— Source extract —
[Start of section]

Bruton’s Tyrosine Kinase Inhibitors in Multiple Sclerosis: Mechanistic Considerations Across Relapsing and Progressive Disease

Multiple sclerosis (MS) reflects a dynamic interplay between peripheral immune activation and compartmentalized inflammation within the central nervous system (CNS). While current disease-modifying therapies effectively reduce relapse activity driven by transient peripheral immune infiltration, their impact on progressive disability remains limited, prompting interest in strategies targeting CNS-resident immune mechanisms. Bruton’s tyrosine kinase (BTK), expressed in B cells and myeloid-derived cells, including microglia, serves as a shared intracellular signaling node linking adaptive and innate immune pathways. Second-generation BTK inhibitors, including evobrutinib, tolebrutinib, fenebrutinib, remibrutinib, and orelabrutinib, have advanced through Phase II-III development in MS. These agents differ in binding mode, selectivity, pharmacokinetics, CNS penetration, and safety profiles, distinctions that may influence stage-specific therapeutic performance. Recent trials across relapsing and progressive phenotypes have yielded heterogeneous outcomes. Divergent signals in primary and secondary progressive MS reflect underlying biological heterogeneity and suggest that therapeutic responsiveness may depend on residual inflammatory activity, lesion biology, and pharmacologic characteristics. Emerging biomarker frameworks further emphasize the importance of stratifying inflammatory activity and degenerative progression when interpreting trial data. This review integrates molecular pharmacology and the most recent clinical evidence available through 2026 to examine how pharmacologic properties translate into stage-dependent therapeutic positioning. We also consider safety constraints within a disease-stage-specific benefit-risk framework, aiming to clarify the evolving role of BTK inhibition in MS.

[End of section]

— Records —
[Start of section]

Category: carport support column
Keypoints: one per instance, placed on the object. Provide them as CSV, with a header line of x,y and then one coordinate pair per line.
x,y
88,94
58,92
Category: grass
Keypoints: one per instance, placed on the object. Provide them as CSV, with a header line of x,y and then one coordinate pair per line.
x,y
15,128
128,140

[End of section]

— Task item —
In the abstract on BTK inhibitors in multiple sclerosis, which cell types is Bruton's tyrosine kinase said to be expressed in?

— Task output —
B cells and myeloid-derived cells, including microglia.